─── TEXTO BASE
O isolamento algumas vezes é temporário e outras vezes torna-se definitivo, como se fossem escolhas de vida, outras são circunstancias que as obrigam a ficar em casa pela dificuldade de arrumar emprego fixo, outras veem a possibilidade de escolher fazer o que gostam, quase um tempo sabático, com pouco contato social, mas com a tranquilidade de viver bem e protegido.

 


 

O Jornal Tribuna apresentou um artigo interessante, informam dentre outras coisas que as pesquisas sobre o fenômeno são muito controversas, mas um tema parece recorrente: a influência das tecnologias modernas sobre o desejo de isolamento. As comunicações digitais estariam substituindo os contatos humanos reais, e o isolamento permitiria uma “bolha de segurança” para pessoas introvertidas e tímidas, que se sentem intimidadas pelas expectativas e cobranças das escolas e locais de trabalho.

 

A situação é vista com preocupação pelas famílias e autoridades japonesas. Em algumas cidades, foram criados centros de ajuda dedicados aos hikikomori, para estimular o contato dessas pessoas com o mundo externo e interessa-las em atividades do cotidiano, como fazer compras em lojas, frequentar escolas e trabalhar fora de casa.

 

A tecnologia também pode ajudar os eremitas a mudar sua condição. A crescente interconexão dos mundos online e off-line oferece algumas saídas: no Japão, o jogo para smartphone Pokemon Go estimulou alguns hikikomori a sair de casa para caçar os bichinhos virtuais do jogo.

 

Mesmo assim, é uma situação muito complexa, que não dá sinais de melhora. Segundo o especialista Saito Tamaki, a real população de hikikomori no Japão pode superar 10 milhões de pessoas. Saito também alerta que a condição não afeta apenas adolescentes e jovens adultos: seus estudos indicam que há muitos hikikomori com mais de 50 anos.

 

Saito diz que é difícil realizar uma contagem precisa dos reclusos, porque muitos deles vivem com seus pais e não precisam se preocupar questões de abrigo e alimentação. Por conta disso, os reclusos permanecem trancados em casa, até chegar à meia-idade ou mesmo a velhice. Saito diz que existe o “problema 80/50” relacionado aos hikikomori: pessoas na casa dos 50 anos que vivem com seus pais na casa dos 80 anos.

 

Saito observa que a sociedade japonesa dá muito valor ao envolvimento das pessoas em grupos, mas não valoriza os indivíduos. Pessoas que não se sentem à vontade para se envolver com atividades sociais se sentem inúteis, desprezadas pela sociedade.

 

Saito disse que em países com forte senso de individualismo como os EUA ou a Inglaterra, onde é incomum que os filhos adultos vivam com seus pais, o problema parece menor. Mas há muitos jovens sem-teto nesses países, que também vivem um tipo de isolamento social.
──────
─── DADOS PARA ANÁLISE
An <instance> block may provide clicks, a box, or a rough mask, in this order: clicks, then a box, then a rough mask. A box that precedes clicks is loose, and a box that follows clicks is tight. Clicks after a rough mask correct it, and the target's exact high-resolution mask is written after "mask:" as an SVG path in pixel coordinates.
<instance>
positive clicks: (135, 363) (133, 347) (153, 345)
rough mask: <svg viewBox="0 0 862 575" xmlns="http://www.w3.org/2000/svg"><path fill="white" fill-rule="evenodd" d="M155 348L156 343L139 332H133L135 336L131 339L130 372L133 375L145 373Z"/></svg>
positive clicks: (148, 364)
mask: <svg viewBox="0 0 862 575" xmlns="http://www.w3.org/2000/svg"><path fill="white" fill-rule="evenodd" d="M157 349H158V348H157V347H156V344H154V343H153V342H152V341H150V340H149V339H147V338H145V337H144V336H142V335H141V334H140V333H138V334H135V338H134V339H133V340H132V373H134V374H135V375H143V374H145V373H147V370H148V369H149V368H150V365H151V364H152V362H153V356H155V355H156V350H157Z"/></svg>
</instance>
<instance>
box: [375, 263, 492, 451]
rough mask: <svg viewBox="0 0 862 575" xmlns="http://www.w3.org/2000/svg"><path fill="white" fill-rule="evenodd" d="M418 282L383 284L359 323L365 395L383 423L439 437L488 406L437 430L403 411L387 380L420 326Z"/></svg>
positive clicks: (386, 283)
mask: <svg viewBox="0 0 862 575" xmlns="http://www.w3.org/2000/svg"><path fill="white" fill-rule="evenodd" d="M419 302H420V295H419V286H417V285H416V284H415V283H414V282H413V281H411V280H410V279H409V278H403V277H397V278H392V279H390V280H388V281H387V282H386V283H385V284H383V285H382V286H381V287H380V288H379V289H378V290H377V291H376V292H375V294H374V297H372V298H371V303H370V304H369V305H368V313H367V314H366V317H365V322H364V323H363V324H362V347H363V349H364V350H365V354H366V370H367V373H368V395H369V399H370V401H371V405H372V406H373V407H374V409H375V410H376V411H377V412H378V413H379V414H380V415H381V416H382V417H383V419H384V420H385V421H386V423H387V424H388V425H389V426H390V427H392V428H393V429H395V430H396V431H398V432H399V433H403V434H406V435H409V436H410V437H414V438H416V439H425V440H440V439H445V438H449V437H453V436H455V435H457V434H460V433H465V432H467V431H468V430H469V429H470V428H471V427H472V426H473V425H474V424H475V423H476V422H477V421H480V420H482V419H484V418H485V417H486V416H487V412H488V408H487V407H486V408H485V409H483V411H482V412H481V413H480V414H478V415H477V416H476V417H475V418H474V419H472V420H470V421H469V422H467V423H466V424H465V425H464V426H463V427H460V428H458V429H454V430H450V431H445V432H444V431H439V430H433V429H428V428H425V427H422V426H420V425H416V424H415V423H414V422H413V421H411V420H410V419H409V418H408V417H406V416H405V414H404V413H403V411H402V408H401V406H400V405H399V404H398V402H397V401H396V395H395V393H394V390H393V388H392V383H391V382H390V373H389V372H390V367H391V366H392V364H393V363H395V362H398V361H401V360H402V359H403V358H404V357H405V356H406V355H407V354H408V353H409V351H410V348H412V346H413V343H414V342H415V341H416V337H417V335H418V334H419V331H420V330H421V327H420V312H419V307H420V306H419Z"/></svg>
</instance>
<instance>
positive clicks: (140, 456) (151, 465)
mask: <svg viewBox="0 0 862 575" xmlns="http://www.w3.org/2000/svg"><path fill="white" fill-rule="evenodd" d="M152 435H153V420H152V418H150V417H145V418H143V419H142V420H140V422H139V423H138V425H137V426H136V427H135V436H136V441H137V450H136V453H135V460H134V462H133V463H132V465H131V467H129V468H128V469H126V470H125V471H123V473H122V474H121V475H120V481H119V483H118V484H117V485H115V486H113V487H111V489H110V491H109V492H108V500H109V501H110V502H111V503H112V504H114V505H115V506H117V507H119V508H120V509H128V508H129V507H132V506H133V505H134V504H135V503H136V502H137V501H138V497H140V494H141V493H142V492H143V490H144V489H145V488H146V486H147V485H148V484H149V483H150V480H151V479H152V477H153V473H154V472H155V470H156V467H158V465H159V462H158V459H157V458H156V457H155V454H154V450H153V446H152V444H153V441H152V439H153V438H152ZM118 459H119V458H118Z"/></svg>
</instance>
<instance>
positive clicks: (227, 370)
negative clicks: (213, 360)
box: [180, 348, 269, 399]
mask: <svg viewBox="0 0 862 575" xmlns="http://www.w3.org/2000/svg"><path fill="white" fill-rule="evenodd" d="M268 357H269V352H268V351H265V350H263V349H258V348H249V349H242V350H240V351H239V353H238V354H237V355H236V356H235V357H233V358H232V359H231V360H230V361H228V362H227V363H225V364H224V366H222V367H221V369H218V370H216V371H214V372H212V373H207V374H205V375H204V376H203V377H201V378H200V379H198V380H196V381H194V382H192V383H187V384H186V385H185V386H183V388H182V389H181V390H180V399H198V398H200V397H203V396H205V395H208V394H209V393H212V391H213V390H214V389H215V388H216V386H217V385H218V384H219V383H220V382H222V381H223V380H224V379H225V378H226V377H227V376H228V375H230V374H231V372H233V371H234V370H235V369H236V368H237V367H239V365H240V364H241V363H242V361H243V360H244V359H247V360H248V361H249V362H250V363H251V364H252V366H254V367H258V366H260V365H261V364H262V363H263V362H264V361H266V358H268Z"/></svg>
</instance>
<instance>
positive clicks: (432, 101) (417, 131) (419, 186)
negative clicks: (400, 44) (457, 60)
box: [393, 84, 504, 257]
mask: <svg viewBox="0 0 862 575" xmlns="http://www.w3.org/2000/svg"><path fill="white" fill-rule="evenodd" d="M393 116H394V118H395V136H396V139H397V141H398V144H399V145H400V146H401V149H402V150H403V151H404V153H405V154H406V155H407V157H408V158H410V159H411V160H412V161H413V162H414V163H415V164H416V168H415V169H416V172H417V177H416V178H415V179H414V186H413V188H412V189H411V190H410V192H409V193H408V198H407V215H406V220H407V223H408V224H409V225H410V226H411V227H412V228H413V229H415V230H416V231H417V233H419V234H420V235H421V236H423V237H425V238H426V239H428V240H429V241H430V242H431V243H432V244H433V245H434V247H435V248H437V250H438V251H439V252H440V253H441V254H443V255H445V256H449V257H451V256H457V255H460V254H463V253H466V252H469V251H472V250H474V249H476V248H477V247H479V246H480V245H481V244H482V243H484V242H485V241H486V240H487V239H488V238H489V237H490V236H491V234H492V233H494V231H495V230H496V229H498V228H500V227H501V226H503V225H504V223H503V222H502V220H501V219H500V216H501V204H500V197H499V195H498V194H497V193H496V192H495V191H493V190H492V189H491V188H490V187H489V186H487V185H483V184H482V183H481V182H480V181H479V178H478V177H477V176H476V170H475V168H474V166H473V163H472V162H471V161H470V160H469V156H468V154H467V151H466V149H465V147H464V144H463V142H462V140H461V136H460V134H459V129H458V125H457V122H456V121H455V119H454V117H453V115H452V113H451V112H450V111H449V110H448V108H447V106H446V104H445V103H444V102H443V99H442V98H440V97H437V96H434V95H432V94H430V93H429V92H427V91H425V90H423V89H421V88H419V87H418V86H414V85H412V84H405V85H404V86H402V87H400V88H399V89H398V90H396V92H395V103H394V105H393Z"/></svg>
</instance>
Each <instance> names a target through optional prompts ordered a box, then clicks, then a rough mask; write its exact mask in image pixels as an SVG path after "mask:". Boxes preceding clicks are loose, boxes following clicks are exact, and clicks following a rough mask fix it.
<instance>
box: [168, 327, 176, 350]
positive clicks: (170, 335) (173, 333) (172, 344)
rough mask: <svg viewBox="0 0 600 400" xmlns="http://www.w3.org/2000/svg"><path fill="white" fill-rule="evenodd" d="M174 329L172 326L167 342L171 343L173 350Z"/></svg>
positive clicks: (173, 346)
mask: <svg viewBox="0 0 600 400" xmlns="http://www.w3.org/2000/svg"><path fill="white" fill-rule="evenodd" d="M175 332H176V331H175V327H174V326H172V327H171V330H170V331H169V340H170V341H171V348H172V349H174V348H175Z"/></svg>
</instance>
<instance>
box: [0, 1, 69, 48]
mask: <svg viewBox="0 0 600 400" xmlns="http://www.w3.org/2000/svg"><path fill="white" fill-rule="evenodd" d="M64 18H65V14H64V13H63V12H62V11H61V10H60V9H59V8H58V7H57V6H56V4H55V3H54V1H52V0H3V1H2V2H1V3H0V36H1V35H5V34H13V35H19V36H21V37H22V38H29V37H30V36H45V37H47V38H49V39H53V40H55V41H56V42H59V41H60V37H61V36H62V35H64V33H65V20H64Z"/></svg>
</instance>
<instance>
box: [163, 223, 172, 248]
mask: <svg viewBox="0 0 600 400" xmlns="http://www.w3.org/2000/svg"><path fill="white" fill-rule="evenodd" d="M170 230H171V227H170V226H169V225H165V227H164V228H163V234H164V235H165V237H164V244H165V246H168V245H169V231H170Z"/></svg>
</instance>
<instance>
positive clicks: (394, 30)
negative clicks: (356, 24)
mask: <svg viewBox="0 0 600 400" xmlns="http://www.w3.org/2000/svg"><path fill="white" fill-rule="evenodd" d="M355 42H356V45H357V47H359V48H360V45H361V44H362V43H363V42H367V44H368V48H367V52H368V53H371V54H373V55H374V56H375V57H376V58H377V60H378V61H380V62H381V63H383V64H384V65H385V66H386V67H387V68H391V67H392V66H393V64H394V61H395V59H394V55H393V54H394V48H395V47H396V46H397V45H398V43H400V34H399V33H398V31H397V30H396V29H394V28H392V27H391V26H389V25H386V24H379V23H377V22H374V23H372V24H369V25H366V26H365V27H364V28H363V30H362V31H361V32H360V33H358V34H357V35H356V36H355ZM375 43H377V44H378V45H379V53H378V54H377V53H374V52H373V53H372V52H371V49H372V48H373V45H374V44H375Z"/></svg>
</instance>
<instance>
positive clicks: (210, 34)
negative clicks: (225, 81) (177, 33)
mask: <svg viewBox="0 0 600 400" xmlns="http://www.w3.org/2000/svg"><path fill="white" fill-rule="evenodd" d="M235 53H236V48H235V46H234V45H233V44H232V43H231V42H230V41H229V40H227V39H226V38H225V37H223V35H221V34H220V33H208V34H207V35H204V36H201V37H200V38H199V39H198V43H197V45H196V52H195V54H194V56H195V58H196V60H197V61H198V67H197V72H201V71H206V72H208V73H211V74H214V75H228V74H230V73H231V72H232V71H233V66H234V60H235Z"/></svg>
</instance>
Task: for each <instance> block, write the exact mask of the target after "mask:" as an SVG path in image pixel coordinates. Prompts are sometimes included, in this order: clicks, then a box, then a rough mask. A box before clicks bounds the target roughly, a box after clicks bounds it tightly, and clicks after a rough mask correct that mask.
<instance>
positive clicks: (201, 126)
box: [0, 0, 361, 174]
──────
**INSTRUÇÃO 1:**
Retorne o trecho do texto sobre os hikikomori que vai de "O Jornal Tribuna" a "fora de casa.".
**INSTRUÇÃO 2:**
Segundo o texto sobre os hikikomori, em que consiste o "problema 80/50" mencionado por Saito?
**INSTRUÇÃO 3:**
Indique se cada afirmação abaixo concorda com o texto sobre os hikikomori, respondendo sim ou não e citando as palavras do texto que decidem a questão.
(a) O jogo Pokemon Go levou alguns hikikomori a sair de casa.
(b) De acordo com Saito, a condição atinge apenas adolescentes e jovens adultos.
(c) Para Saito, o problema parece menor em países como os EUA ou a Inglaterra.

**RESPOSTA ESPERADA 1:**
O Jornal Tribuna apresentou um artigo interessante, informam dentre outras coisas que as pesquisas sobre o fenômeno são muito controversas, mas um tema parece recorrente: a influência das tecnologias modernas sobre o desejo de isolamento. As comunicações digitais estariam substituindo os contatos humanos reais, e o isolamento permitiria uma “bolha de segurança” para pessoas introvertidas e tímidas, que se sentem intimidadas pelas expectativas e cobranças das escolas e locais de trabalho.

 

A situação é vista com preocupação pelas famílias e autoridades japonesas. Em algumas cidades, foram criados centros de ajuda dedicados aos hikikomori, para estimular o contato dessas pessoas com o mundo externo e interessa-las em atividades do cotidiano, como fazer compras em lojas, frequentar escolas e trabalhar fora de casa.

**RESPOSTA ESPERADA 2:**
São pessoas na casa dos 50 anos que vivem com seus pais na casa dos 80 anos.

**RESPOSTA ESPERADA 3:**
(a) Sim: "o jogo para smartphone Pokemon Go estimulou alguns hikikomori a sair de casa para caçar os bichinhos virtuais do jogo".
(b) Não: "a condição não afeta apenas adolescentes e jovens adultos".
(c) Sim: "em países com forte senso de individualismo como os EUA ou a Inglaterra, onde é incomum que os filhos adultos vivam com seus pais, o problema parece menor".